=== SHORT TASK 1 ===
Count the lines in the rows below that contain the string "dark", treating case as significant, and reply with the number alone.

=== READING PASSAGE ===
Monday, May 19, 2014
Egyptian Secret to Moving Huge Pyramid Stones
This is not the whole story of course but it is certainly part of the story and a very important part. It allows a sand roadbed to be constructed from the block making locale to the pyramid for direct haulage in order for the blocks to be stockpiled in preparation for construction. I had anticipated a canal, but this would work quite as well. One can even grade the sand to optimize its effectiveness as well.
In this way a sledge of blocks may even be sped steadily across the desert without let up.
We have perhaps all seen that particular image as well and never grasped its significance. Asking the right question has revealed an answer.
An important question will be to discover what grades may be possible and whether runners can be accommodated also. This promises to greatly facilitate the use of ramps in the early levels of building although doing nothing after that limit is reached.
Scientists Discovered the Egyptian Secret to Moving Huge Pyramid Stones
The question of just how an ancient civilization—without the help of modern technology—moved the 2.5 ton stones that made up their famed pyramids has long plagued Egyptologists and mechanical engineers alike. But now, a team from the University of Amsterdam believes they've figured it out, even though the solution was staring them in the face all along.

=== INPUT MATERIAL ===
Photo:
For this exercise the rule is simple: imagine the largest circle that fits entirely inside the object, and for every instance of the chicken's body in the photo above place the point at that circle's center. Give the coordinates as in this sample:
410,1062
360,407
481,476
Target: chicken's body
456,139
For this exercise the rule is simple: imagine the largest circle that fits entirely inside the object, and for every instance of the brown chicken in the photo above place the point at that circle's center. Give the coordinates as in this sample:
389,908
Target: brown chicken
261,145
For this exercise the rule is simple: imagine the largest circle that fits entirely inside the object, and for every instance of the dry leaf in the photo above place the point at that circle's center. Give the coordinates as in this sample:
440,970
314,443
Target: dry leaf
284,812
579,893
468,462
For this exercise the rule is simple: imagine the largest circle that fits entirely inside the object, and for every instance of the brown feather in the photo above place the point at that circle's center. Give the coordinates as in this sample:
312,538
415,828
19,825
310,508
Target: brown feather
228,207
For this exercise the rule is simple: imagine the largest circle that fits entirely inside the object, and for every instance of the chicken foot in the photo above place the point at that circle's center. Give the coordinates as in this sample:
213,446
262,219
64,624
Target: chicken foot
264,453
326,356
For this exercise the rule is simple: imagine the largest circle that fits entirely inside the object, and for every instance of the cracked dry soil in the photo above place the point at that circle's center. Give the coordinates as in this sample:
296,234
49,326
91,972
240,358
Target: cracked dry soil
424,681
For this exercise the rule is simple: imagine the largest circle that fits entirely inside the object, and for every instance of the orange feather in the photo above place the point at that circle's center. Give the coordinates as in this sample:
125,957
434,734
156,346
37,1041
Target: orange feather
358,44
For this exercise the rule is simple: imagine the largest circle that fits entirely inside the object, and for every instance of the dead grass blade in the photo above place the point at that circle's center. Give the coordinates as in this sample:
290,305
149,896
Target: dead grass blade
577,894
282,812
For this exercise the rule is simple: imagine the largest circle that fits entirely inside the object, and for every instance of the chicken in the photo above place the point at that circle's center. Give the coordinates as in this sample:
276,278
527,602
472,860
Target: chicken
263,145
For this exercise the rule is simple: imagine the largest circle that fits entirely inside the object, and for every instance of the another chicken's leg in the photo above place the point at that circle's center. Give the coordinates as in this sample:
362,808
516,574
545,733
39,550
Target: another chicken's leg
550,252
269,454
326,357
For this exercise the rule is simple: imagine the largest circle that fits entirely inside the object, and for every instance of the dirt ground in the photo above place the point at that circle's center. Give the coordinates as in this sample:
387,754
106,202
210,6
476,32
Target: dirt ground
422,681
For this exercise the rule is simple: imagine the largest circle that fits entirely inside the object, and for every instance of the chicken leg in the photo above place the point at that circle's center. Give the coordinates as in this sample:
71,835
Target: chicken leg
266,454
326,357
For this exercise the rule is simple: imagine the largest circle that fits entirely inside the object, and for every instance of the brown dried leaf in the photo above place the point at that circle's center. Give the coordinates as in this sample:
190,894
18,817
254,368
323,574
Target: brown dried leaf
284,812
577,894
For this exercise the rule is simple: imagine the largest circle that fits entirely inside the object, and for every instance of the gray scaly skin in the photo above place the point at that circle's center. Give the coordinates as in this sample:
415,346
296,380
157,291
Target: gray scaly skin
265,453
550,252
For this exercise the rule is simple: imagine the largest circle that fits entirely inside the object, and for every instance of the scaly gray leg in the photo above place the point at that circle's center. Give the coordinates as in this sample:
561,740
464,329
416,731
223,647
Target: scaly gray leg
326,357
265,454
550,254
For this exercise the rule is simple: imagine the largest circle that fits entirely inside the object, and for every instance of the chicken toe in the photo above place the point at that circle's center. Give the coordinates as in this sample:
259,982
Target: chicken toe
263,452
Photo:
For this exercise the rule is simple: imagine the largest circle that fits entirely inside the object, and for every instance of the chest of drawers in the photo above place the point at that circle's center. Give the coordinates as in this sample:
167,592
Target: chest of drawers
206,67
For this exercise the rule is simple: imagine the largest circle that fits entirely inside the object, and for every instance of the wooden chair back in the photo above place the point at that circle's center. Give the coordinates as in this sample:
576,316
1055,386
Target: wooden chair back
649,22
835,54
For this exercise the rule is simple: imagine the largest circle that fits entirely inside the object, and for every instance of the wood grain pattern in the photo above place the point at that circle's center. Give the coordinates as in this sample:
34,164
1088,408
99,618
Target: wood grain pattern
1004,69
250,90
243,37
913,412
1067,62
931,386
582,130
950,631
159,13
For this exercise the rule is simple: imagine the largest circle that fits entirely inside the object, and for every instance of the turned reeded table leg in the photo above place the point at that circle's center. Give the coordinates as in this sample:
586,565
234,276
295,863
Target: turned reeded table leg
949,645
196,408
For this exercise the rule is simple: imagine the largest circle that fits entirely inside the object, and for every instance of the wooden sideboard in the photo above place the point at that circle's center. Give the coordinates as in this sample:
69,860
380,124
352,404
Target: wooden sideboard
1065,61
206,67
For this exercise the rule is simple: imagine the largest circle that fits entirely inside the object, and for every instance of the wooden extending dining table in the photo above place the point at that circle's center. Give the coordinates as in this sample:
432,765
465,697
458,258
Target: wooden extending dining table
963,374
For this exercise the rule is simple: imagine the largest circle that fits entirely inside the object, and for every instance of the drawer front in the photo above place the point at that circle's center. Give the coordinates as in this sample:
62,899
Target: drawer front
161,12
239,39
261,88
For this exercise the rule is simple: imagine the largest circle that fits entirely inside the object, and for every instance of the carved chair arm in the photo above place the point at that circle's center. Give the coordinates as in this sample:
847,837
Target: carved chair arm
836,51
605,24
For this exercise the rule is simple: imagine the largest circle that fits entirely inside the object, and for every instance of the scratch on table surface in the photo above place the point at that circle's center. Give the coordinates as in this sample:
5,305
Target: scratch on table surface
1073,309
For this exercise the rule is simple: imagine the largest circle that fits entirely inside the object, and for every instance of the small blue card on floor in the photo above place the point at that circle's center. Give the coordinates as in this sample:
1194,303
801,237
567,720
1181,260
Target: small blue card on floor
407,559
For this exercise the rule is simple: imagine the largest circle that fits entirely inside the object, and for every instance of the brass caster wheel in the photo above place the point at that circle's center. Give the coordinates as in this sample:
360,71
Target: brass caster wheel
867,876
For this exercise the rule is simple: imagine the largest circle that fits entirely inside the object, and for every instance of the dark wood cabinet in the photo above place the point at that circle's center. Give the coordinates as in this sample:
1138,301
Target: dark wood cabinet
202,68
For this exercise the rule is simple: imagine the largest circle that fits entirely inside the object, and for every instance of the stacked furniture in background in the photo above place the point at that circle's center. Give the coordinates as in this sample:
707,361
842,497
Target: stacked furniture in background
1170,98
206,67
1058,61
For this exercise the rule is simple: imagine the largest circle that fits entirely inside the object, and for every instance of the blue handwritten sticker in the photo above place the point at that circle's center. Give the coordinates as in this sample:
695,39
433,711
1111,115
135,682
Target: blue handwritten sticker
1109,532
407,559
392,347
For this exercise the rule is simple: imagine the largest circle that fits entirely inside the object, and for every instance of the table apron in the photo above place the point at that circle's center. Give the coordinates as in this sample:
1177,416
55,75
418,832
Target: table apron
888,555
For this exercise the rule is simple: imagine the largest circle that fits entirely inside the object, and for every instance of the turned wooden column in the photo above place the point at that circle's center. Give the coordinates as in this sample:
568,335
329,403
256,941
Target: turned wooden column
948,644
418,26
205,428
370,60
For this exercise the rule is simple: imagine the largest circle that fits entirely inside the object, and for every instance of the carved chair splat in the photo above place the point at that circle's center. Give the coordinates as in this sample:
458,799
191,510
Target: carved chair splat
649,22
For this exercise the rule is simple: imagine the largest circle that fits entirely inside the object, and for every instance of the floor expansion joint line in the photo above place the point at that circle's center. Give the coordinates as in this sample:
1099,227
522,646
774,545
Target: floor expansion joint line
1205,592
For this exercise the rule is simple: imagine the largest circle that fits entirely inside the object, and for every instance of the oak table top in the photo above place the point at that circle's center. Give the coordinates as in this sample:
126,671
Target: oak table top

=== SHORT TASK 2 ===
Extend the post on moving the huge pyramid stones, picking up right after its final sentence above.

=== RESULT 1 ===
2

=== RESULT 2 ===
It all comes down to friction. See, the ancient Egyptians would transport their rocky cargo across the desert sands, from quarry to monument site with large sleds. Pretty basic sleds, basically just large slabs with upturned edges. Now, when you try to pull a large slab with upturned edges carrying a 2.5 ton load, it tends to dig into the sand ahead of it, building up a sand berm that must then be regularly cleared before it can become an even bigger obstacle.
Wet sand, however, doesn't do this. In sand with just the right amount of dampness, capillary bridges—essentially microdroplets of water that bind grains of sand to one another through capillary action—form across the grains, which doubles the material's relative stiffness. This prevents the sand from berming in front of the sled and cuts the force required to drag the sled in half. In half.
As a UvA press release explains,
The physicists placed a laboratory version of the Egyptian sledge in a tray of sand. They determined both the required pulling force and the stiffness of the sand as a function of the quantity of water in the sand. To determine the stiffness they used a rheometer, which shows how much force is needed to deform a certain volume of sand.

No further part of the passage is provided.